> _Jobs_:
1 - Decide whether each statement below agrees with the passage on the war in Iraq. Answer yes or no for each, and quote the words of the passage that settle it.
(a) The terrorists aim to start a civil war in Iraq.
(b) The passage puts the number of terrorists at about 27,000.
(c) Since Saddam was overthrown, Iraqis have voted for self-government each time they had the chance.
2 - Carry on the passage on the war in Iraq with one further paragraph, starting after its final sentence.

#### Source extract ####

It is a war between 27 million and 10,000; 27 million Iraqis who want to live lives of freedom, opportunity and prosperity and roughly 10,000 terrorists who are either Saddam revanchists, Iraqi Islamic extremists or al Qaeda foreign fighters who know their wretched causes will be set back if Iraq becomes free and modern. The terrorists are intent on stopping this by instigating a civil war to produce the chaos that will allow Iraq to replace Afghanistan as the base for their fanatical war-making. We are fighting on the side of the 27 million because the outcome of this war is critically important to the security and freedom of America. If the terrorists win, they will be emboldened to strike us directly again and to further undermine the growing stability and progress in the Middle East, which has long been a major American national and economic security priority....
Every time the 27 million Iraqis have been given the chance since Saddam was overthrown, they have voted for self-government and hope over the violence and hatred the 10,000 terrorists offer them.

#### Raw data ####

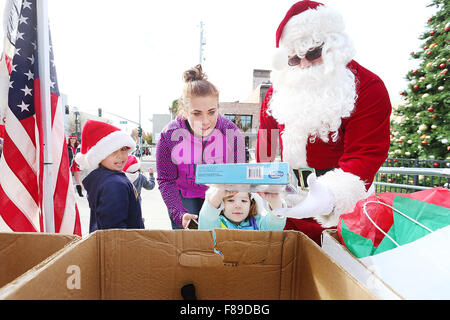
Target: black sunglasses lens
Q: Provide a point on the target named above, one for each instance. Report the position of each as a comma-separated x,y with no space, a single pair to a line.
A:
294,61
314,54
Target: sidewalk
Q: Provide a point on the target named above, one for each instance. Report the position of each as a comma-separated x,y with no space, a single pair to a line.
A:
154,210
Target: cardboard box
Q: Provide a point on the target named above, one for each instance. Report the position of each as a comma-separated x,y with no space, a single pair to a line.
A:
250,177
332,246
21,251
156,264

####
#### Raw data ####

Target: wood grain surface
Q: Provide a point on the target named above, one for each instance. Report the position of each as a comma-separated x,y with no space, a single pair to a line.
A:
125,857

####

> _Results for the exercise_:
1 -
(a) Yes: "The terrorists are intent on stopping this by instigating a civil war"
(b) No: "roughly 10,000 terrorists"
(c) Yes: "Every time the 27 million Iraqis have been given the chance since Saddam was overthrown, they have voted for self-government"

2 -
If that stand in favor of our troops and their mission - against the overwhelming majority of his Democratic colleagues - were not significant and courageous enough, it was not the only one taken last year by the Senator from Connecticut. Earlier in the year, he joined with 13 other self-proclaimed "moderates" from both parties as part of the "Gang of 14", which stopped the intemperate (we'd call unconstitutional) filibustering of President Bush's appointments to the federal bench, freeing such distinguished jurists as Janice Rogers Brown to finally take their place on the Circuit Courts of Appeal. In September, he took a similar stand on the side of sanity in supporting Chief Justice Roberts' nomination.